TO DO:
Every record that follows must be duplicated exactly, with images left out.
TASK INPUTS below:
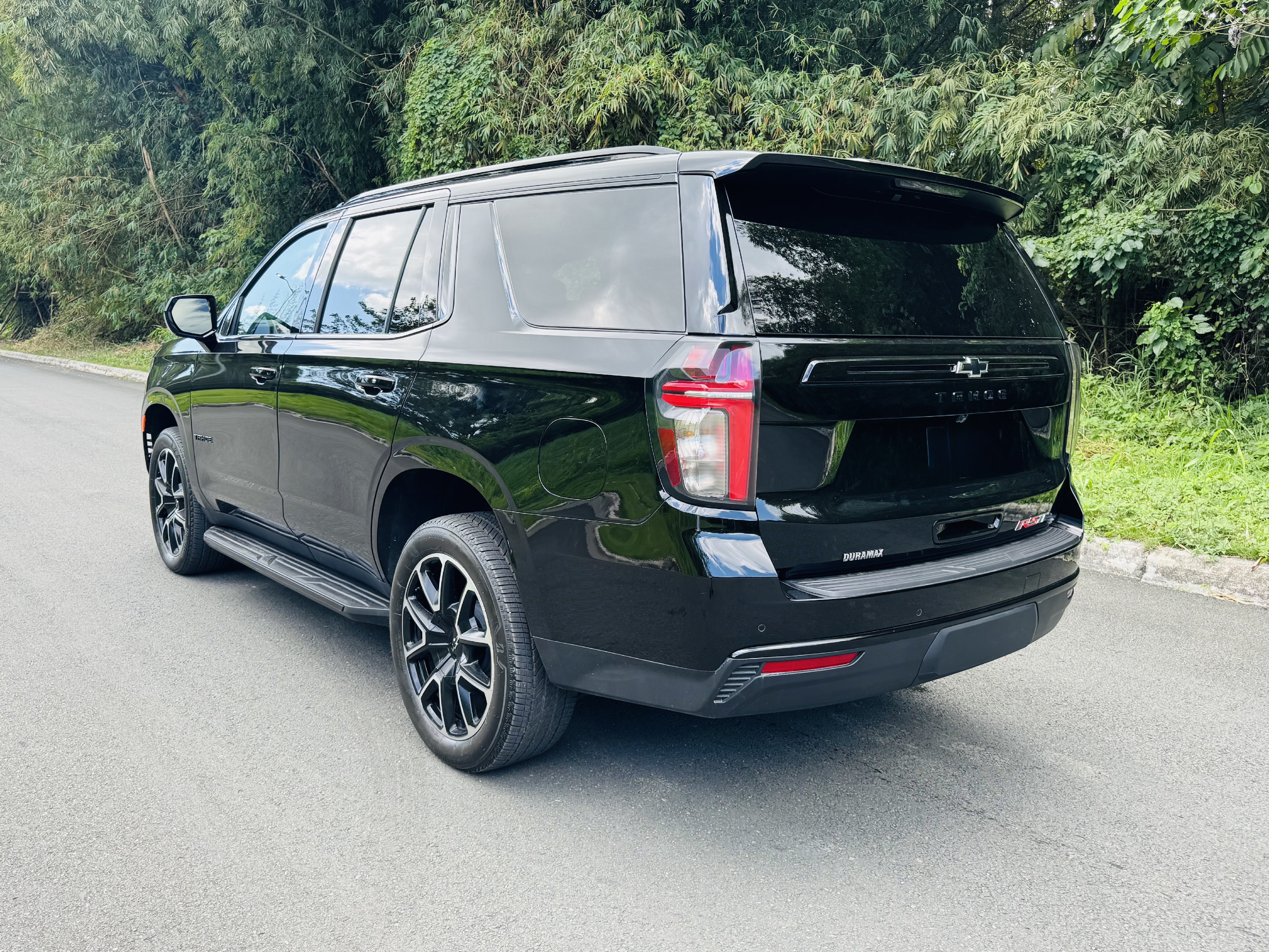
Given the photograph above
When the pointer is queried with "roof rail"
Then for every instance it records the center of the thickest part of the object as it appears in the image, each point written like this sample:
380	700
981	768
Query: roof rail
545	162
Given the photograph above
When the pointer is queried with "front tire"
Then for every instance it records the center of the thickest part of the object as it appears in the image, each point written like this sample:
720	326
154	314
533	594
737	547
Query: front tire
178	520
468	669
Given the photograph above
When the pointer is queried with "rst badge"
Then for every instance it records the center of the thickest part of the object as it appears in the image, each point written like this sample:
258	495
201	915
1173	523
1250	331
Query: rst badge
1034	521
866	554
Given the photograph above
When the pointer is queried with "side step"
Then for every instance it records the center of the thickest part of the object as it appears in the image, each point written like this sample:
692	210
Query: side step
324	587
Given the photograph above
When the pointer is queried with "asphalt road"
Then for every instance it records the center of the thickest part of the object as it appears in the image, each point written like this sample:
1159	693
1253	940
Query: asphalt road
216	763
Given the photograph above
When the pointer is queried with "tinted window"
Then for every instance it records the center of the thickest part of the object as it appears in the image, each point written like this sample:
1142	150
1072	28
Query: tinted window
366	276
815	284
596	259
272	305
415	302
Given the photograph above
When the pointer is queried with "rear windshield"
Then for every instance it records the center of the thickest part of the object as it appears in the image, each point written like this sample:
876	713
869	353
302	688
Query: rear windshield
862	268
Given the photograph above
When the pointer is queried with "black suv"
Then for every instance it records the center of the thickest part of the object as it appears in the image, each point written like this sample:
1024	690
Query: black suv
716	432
End of TASK INPUTS.
ANSWER:
Given the photograph above
When the pointer is queried with "roof rail"
Then for every instance it records the center of the thickest part of the object as it appears in the image, each point written like this sample:
380	700
981	768
Query: roof rail
545	162
Given the photograph above
When the pointer is queried with "front tire"
Then for every instance it records the center of the thickest part of the object as it appears in the image, each point written like this sample:
720	326
154	314
533	594
737	547
Query: front tire
178	520
468	669
Given the photograph above
When the pointer is queried with "rst badge"
Then for every instance it records the center of the thickest part of the object as it appears in the image, each point written like this sample:
258	495
201	915
1173	523
1250	331
Query: rst badge
1034	521
866	554
Given the photograph above
When the pointer is queried with "side step"
Then for every instance it records the center of the thickest part of the object as it appears in the image, each point written like this sample:
692	210
Query: side step
324	587
Given the photograph above
When the pointer is queried with "asphalt road"
Then for every instance it records the center of the thickest part of the object as it appears in the image, each point written like this sample:
1159	693
1253	940
Query: asphalt road
216	763
Given the photograph above
When the pointer is queried with "tinted window"
Then for every instance it records the center of the thickest part of the object as it appears in the image, each point written like this sample:
1142	150
1072	28
Query: tinted window
366	276
815	284
596	259
272	305
415	302
Given the photograph above
When the pointer is queried with "rear windshield"
Then for every instance it records the center of the thickest part of the object as it appears in the image, each point written like this sample:
876	713
869	353
302	688
Query: rear windshield
862	268
Given the photograph above
When the pointer is queried with "black suv"
Then for every instance it records the center of the thickest part of the object as it appears in the image, each point written like this sample:
1024	690
Query: black suv
716	432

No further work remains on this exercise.